ARTICLE:
- - -

Supreme Court of Mississippi
May 18, 1953
217 Miss. 594 (Miss. 1953)

Summary

In Emmons v. Emmons, 217 Miss. 594, 597, 64 So.2d 753, 755 (1953), this Court found that parol evidence concerning a deed was admissible, where the grantor had "retained and exercised after the transaction the same control over the land as he did before the transaction took place."

Summary of this case from Sweet v. Luster

Opinion

No. 38697.

May 18, 1953.

1. Deeds — mortgages — grantor retaining possession.

Where the grantor remains in possession of the lands conveyed, the conveyance may be shown by parol evidence to have been a mortgage, without any showing of fraud in its procurement. Sec. 272, Code 1942.

2. Mortgages — deeds — test.

There is no conclusive test to determine whether a deed absolute on its face is a mortgage and each case must be decided upon its facts and on surrounding circumstances, in which important elements are the relation of the parties, the financial condition of the grantor, possession by him, the value of the property and the conduct of the parties.

3. Mortgages — deeds — remedy when absolute deed is held to have been a mortgage.

- - -

GIVEN RECORDS:
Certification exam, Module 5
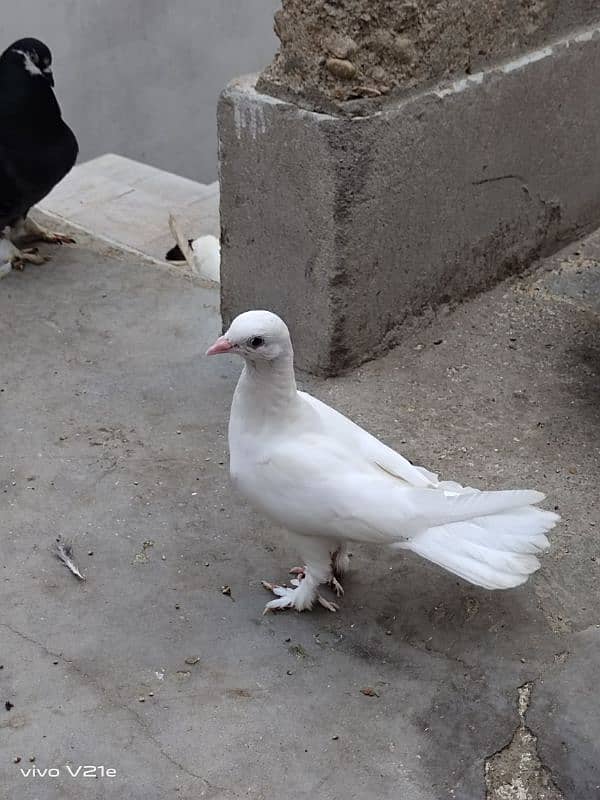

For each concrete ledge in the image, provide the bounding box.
[39,153,219,262]
[218,29,600,375]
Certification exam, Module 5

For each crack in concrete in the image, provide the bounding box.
[471,174,529,187]
[0,622,238,797]
[484,682,565,800]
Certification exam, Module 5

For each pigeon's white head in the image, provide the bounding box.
[206,311,292,362]
[0,38,54,86]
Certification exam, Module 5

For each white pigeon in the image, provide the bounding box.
[207,311,560,611]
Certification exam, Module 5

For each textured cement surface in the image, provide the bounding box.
[218,32,600,376]
[260,0,600,113]
[0,227,600,800]
[40,153,219,261]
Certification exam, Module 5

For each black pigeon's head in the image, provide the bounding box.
[0,39,54,86]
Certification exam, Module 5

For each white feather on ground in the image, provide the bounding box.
[208,311,560,611]
[54,536,86,581]
[169,214,221,283]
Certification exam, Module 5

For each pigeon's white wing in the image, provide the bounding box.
[298,392,439,488]
[246,433,544,543]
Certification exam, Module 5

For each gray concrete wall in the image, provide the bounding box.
[219,27,600,374]
[0,0,278,182]
[258,0,600,115]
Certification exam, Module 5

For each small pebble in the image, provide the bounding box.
[360,686,379,697]
[325,58,356,80]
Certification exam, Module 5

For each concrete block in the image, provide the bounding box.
[218,28,600,375]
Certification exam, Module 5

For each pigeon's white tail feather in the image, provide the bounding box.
[393,506,560,589]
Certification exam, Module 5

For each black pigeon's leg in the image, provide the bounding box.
[10,217,75,244]
[0,237,48,275]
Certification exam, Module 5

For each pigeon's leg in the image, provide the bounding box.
[263,537,337,613]
[0,237,48,275]
[10,217,75,244]
[290,543,350,597]
[329,543,350,597]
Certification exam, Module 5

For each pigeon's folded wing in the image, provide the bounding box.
[299,392,439,488]
[254,434,544,542]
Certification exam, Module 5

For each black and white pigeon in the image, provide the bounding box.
[0,39,79,272]
[207,311,560,611]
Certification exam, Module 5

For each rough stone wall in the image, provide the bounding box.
[257,0,600,114]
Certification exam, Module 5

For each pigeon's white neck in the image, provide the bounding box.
[237,353,298,416]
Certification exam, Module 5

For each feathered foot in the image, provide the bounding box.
[262,577,338,614]
[10,217,75,244]
[290,562,344,597]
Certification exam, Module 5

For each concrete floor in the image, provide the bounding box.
[0,223,600,800]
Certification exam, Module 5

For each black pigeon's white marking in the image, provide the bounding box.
[0,39,78,276]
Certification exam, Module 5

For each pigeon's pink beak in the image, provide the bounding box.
[206,336,233,356]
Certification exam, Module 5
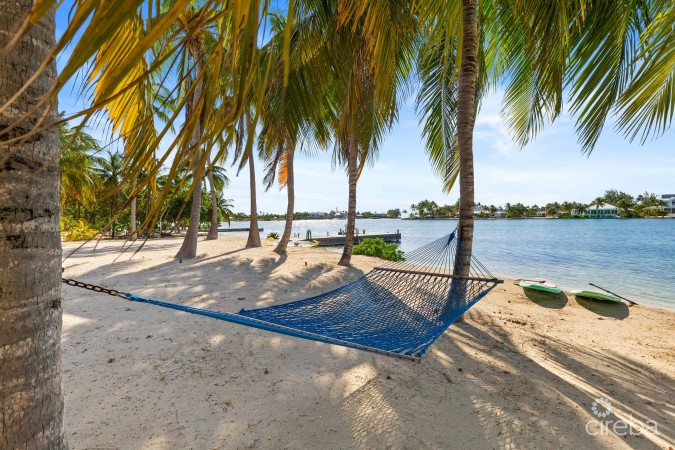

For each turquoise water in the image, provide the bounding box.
[224,219,675,310]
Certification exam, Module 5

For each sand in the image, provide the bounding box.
[63,236,675,449]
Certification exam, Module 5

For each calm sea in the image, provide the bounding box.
[223,219,675,310]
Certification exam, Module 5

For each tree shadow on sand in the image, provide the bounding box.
[64,243,675,448]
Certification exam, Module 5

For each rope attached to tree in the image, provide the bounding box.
[63,232,502,362]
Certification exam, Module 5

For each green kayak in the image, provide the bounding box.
[570,291,621,303]
[518,280,562,294]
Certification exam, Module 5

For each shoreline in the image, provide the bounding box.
[62,235,675,448]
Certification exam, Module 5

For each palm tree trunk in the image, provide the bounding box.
[338,135,358,266]
[206,170,219,241]
[274,144,295,255]
[0,0,66,449]
[174,55,204,259]
[110,192,117,239]
[453,0,478,322]
[129,178,138,239]
[246,151,262,248]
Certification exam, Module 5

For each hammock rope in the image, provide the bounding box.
[63,232,502,362]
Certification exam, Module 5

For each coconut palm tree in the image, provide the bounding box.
[206,160,230,240]
[330,2,416,266]
[59,122,102,213]
[6,0,675,448]
[258,14,329,254]
[0,0,278,442]
[94,150,123,239]
[0,0,64,442]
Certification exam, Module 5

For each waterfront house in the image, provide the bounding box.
[584,203,619,219]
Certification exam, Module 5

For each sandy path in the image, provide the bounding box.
[63,236,675,449]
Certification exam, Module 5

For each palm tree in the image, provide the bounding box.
[59,122,102,214]
[95,150,123,239]
[6,0,675,447]
[258,14,329,254]
[0,0,274,442]
[330,2,416,266]
[206,161,230,240]
[0,0,64,442]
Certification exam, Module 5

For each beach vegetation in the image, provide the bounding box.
[353,238,405,261]
[0,0,675,442]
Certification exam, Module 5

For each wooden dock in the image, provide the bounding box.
[217,228,265,233]
[312,232,401,247]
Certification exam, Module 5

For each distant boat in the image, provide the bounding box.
[518,278,562,294]
[570,291,621,303]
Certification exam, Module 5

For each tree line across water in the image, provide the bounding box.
[403,189,667,219]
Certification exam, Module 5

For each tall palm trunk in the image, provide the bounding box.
[453,0,478,322]
[274,144,295,254]
[174,50,204,259]
[457,0,478,276]
[246,151,262,248]
[338,137,358,266]
[206,170,219,240]
[110,195,117,239]
[0,0,65,448]
[129,178,138,239]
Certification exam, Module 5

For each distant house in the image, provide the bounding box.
[661,194,675,215]
[584,203,619,219]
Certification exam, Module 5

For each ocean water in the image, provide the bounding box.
[224,219,675,311]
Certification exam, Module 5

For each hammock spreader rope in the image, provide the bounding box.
[64,232,502,362]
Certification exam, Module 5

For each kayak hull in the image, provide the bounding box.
[570,291,621,303]
[518,280,562,294]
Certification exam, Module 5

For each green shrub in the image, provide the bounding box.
[352,238,405,261]
[60,216,98,241]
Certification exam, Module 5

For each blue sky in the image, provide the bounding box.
[220,92,675,212]
[57,5,675,213]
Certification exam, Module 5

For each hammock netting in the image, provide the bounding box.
[127,232,500,362]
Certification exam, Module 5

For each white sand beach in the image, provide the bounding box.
[62,236,675,449]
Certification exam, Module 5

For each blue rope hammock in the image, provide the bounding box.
[124,232,501,362]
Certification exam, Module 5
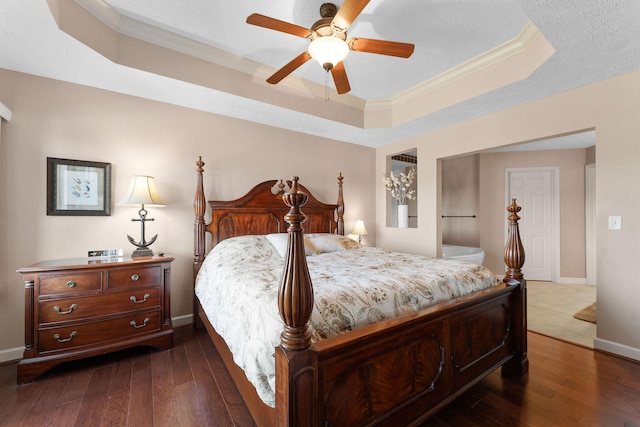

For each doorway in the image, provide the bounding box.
[505,167,560,281]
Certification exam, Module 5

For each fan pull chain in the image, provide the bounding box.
[324,71,329,102]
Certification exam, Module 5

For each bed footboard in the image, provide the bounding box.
[276,185,528,427]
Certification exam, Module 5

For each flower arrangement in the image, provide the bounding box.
[382,168,416,205]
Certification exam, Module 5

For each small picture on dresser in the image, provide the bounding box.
[47,157,111,216]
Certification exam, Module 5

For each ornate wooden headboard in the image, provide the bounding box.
[193,157,344,277]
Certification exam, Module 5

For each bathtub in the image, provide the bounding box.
[442,245,484,265]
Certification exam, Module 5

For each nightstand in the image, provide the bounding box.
[18,256,173,384]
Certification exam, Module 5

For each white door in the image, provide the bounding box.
[505,168,560,281]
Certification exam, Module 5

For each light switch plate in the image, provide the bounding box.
[609,216,622,230]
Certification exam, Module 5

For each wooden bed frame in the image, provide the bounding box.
[194,158,529,427]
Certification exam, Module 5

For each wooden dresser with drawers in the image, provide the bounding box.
[18,256,173,384]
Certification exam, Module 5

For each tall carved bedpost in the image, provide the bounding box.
[336,172,344,236]
[503,199,524,285]
[502,199,529,375]
[193,156,207,327]
[276,176,317,426]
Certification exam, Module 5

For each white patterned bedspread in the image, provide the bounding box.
[195,234,498,407]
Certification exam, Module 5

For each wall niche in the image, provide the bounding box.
[385,149,418,228]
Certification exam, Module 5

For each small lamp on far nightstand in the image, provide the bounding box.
[351,219,367,243]
[118,175,165,257]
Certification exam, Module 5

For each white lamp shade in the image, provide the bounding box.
[118,175,165,208]
[351,219,367,236]
[309,36,349,67]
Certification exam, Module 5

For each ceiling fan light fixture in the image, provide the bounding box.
[309,36,349,71]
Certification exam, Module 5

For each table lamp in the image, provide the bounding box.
[118,175,165,258]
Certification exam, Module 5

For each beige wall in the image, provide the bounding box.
[376,71,640,360]
[0,70,378,360]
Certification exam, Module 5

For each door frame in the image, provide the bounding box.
[584,163,597,285]
[504,166,560,283]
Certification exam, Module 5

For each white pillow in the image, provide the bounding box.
[307,233,359,253]
[266,233,319,258]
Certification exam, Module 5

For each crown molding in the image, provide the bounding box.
[366,21,541,111]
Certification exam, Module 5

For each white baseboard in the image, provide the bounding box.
[171,314,193,328]
[0,346,24,363]
[593,338,640,362]
[556,277,588,285]
[0,314,193,363]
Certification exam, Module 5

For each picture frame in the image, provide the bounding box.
[47,157,111,216]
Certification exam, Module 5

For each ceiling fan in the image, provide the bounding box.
[247,0,414,94]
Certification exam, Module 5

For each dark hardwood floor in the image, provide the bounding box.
[0,327,640,427]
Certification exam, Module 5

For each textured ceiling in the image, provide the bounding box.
[0,0,640,147]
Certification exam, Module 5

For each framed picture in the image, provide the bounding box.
[47,157,111,216]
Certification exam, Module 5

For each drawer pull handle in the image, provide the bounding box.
[129,317,151,329]
[53,331,78,343]
[129,294,151,304]
[53,304,78,314]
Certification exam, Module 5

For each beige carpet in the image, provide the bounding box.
[527,281,596,348]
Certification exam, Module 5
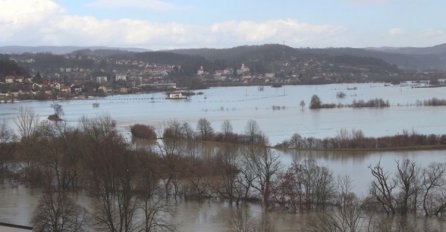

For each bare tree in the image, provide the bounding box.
[32,188,88,232]
[0,121,16,174]
[245,119,266,145]
[15,107,39,140]
[369,162,396,214]
[221,120,233,140]
[197,118,214,140]
[249,147,280,210]
[396,159,420,214]
[88,135,137,232]
[422,163,446,216]
[80,115,117,140]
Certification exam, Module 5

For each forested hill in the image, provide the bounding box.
[170,44,399,73]
[0,55,27,77]
[171,44,446,71]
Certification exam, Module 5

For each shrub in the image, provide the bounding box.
[130,124,156,139]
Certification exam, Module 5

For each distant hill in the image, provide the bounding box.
[367,43,446,55]
[0,46,148,55]
[172,44,446,71]
[0,55,27,77]
[171,44,397,72]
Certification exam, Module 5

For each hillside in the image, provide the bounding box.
[172,44,446,71]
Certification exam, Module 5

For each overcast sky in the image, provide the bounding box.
[0,0,446,50]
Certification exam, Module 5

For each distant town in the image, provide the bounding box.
[0,45,444,102]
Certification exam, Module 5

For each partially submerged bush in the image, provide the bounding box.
[130,124,156,139]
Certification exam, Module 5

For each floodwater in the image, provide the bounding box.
[0,151,446,232]
[0,83,446,232]
[0,83,446,145]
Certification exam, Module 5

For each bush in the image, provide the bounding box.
[130,124,156,139]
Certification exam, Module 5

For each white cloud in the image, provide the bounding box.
[423,28,444,38]
[87,0,181,11]
[388,27,405,36]
[0,0,63,41]
[0,0,343,49]
[211,19,343,46]
[347,0,392,4]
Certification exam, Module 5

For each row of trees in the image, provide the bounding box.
[276,129,446,150]
[310,95,390,109]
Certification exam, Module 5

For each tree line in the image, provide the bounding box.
[275,129,446,150]
[0,108,446,232]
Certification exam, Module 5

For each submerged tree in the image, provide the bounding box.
[31,189,88,232]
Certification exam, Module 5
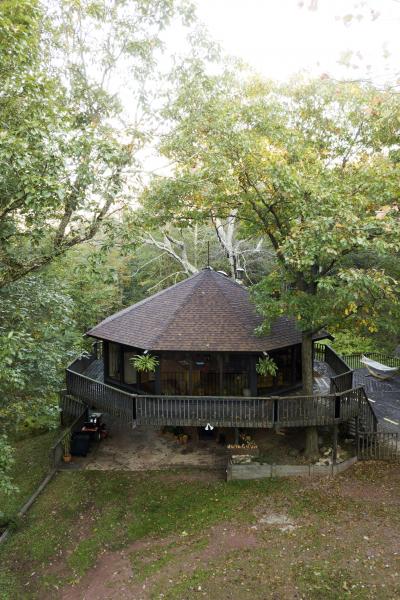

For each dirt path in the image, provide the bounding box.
[77,427,227,471]
[61,524,259,600]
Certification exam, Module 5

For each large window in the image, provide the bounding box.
[192,354,221,396]
[108,342,121,379]
[222,354,251,396]
[160,352,190,396]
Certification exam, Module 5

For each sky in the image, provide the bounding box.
[135,0,400,175]
[185,0,400,85]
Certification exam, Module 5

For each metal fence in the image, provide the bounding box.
[357,431,399,460]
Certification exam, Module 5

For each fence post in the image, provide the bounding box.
[332,423,338,465]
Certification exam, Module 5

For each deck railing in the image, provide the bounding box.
[66,369,136,421]
[67,371,362,428]
[136,396,274,428]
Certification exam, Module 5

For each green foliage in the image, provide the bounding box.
[330,331,382,354]
[0,431,59,524]
[256,356,278,377]
[0,0,191,287]
[0,435,18,496]
[131,354,159,373]
[143,71,400,364]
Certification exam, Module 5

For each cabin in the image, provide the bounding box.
[87,268,310,397]
[64,267,372,433]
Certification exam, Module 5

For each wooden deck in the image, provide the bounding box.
[66,357,370,428]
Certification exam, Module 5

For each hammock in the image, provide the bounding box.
[360,356,400,379]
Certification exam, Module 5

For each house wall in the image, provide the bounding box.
[103,341,301,397]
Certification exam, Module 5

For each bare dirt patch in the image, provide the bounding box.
[61,524,258,600]
[76,427,227,471]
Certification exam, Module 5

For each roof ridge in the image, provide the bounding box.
[145,269,205,346]
[86,271,202,335]
[211,277,262,335]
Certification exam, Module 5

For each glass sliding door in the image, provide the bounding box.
[108,342,121,381]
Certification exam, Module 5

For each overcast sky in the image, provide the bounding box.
[184,0,400,83]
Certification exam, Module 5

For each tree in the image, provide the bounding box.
[0,0,191,287]
[144,73,399,455]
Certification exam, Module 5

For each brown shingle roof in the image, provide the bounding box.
[88,269,301,352]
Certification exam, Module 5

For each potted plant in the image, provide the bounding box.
[256,352,278,377]
[62,431,72,462]
[131,352,159,373]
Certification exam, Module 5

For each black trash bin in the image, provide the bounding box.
[71,433,90,456]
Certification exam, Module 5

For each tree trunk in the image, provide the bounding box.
[301,331,319,460]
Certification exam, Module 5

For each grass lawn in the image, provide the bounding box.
[0,430,60,521]
[0,463,400,600]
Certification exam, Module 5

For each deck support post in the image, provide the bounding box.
[235,427,239,446]
[332,423,338,465]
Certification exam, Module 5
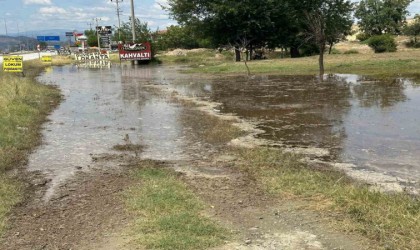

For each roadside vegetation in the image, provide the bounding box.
[159,46,420,77]
[0,57,69,235]
[124,161,229,250]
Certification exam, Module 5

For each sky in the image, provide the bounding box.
[0,0,176,35]
[0,0,420,36]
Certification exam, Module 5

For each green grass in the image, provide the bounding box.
[0,173,23,236]
[157,49,234,67]
[160,49,420,76]
[124,161,227,249]
[237,148,420,249]
[0,58,61,235]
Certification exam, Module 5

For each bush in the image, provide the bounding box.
[367,35,397,53]
[343,49,359,55]
[404,39,420,48]
[330,48,341,55]
[356,33,370,42]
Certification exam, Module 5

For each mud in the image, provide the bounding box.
[1,65,420,249]
[164,72,420,193]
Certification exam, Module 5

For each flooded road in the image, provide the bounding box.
[29,65,186,200]
[167,75,420,188]
[29,65,420,197]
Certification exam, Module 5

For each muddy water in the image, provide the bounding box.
[29,65,186,200]
[167,72,420,188]
[29,65,420,199]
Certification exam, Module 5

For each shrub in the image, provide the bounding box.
[404,39,420,48]
[367,35,397,53]
[356,33,370,42]
[330,48,341,55]
[343,49,359,55]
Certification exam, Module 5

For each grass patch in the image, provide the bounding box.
[0,60,61,235]
[233,148,420,249]
[124,161,227,249]
[159,49,420,76]
[0,173,23,237]
[156,49,234,67]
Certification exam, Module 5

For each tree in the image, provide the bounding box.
[113,18,152,43]
[403,15,420,43]
[167,0,289,60]
[85,30,98,47]
[300,0,353,79]
[155,25,200,50]
[354,0,413,36]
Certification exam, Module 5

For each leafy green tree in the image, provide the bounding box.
[155,25,200,50]
[117,18,153,43]
[367,34,397,53]
[296,0,353,76]
[403,15,420,45]
[168,0,290,60]
[85,30,98,47]
[354,0,413,36]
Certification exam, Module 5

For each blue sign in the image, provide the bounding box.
[45,36,60,42]
[36,36,60,42]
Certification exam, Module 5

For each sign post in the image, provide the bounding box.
[118,42,152,61]
[3,56,23,74]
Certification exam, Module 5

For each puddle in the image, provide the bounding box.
[163,75,420,190]
[28,65,186,200]
[29,65,420,199]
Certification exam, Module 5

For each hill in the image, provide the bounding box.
[0,35,38,52]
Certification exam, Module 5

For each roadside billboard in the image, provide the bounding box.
[41,55,52,63]
[118,42,152,61]
[3,56,23,73]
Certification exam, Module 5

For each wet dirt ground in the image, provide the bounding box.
[1,65,420,249]
[167,75,420,193]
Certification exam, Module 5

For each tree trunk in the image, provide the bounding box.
[235,46,241,62]
[290,47,300,58]
[328,43,333,55]
[319,45,325,81]
[249,44,254,61]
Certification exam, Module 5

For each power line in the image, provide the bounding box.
[111,0,123,41]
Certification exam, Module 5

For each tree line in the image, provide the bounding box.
[83,0,420,73]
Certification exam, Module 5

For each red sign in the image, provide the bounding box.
[118,42,152,61]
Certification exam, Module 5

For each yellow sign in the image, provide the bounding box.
[3,56,23,72]
[41,56,52,62]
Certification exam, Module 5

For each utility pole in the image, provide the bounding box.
[111,0,123,41]
[93,17,101,51]
[3,18,7,36]
[131,0,136,43]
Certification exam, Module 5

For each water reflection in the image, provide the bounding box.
[170,74,420,181]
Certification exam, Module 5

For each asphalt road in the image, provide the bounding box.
[0,52,57,63]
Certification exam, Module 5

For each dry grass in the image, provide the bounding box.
[158,41,420,76]
[233,148,420,249]
[0,61,61,234]
[124,161,228,250]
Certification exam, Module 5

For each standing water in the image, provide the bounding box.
[29,66,420,196]
[28,65,185,200]
[166,75,420,190]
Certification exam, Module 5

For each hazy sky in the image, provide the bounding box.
[0,0,420,34]
[0,0,176,34]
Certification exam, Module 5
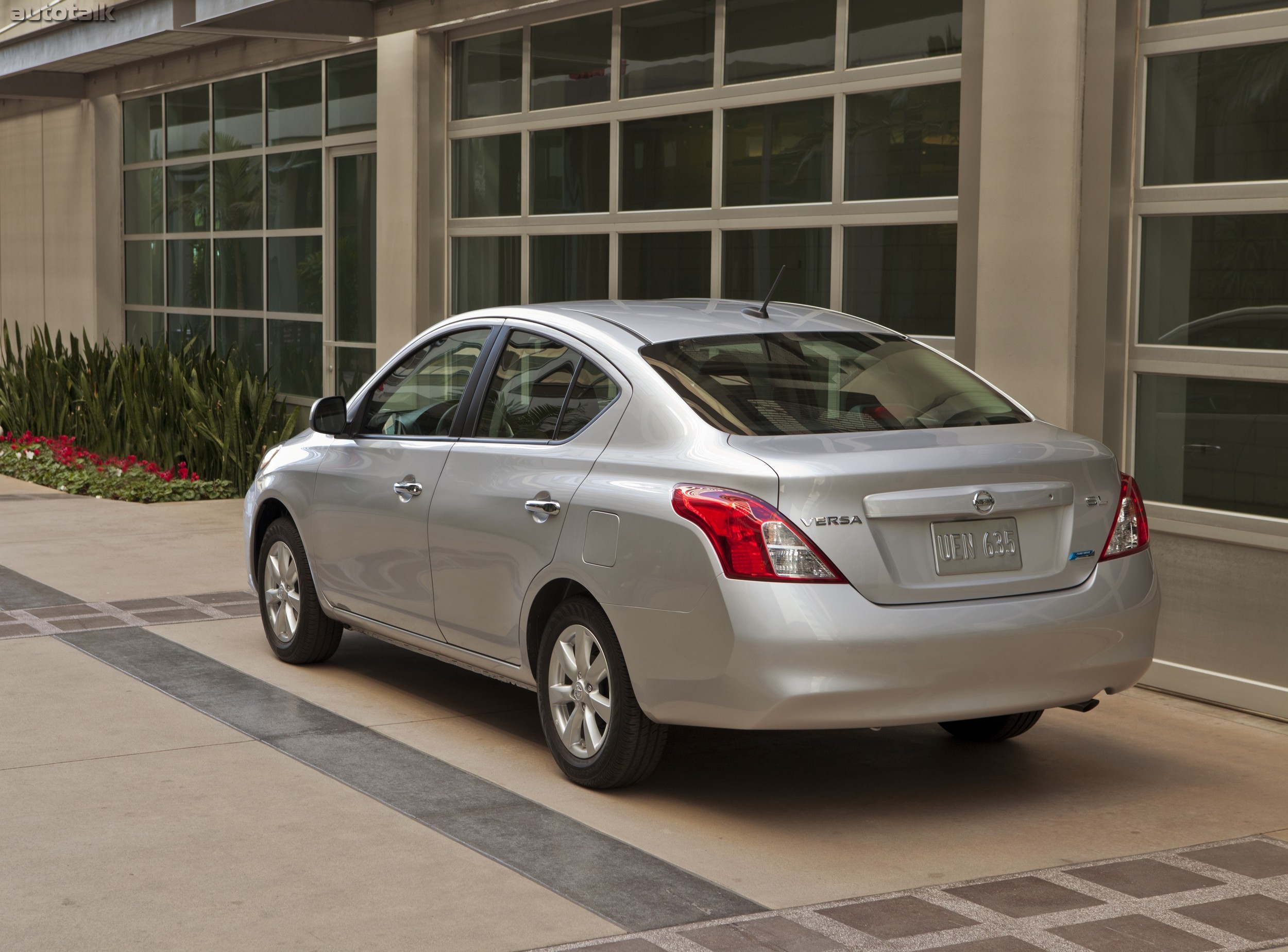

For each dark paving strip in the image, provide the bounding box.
[54,627,764,930]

- - -

WHAT YOU SHOULD DO: Translate this sentence from the court opinion into Spanish: "Where the grantor remains in possession of the lands conveyed, the conveyance may be shown by parol evidence to have been a mortgage, without any showing of fraud in its procurement." The material comes from a separate source.

CORRECT RESPONSE: Cuando el otorgante permanece en posesión de las tierras transmitidas, puede demostrarse mediante prueba oral que la transmisión fue una hipoteca, sin que se demuestre fraude alguno en su obtención.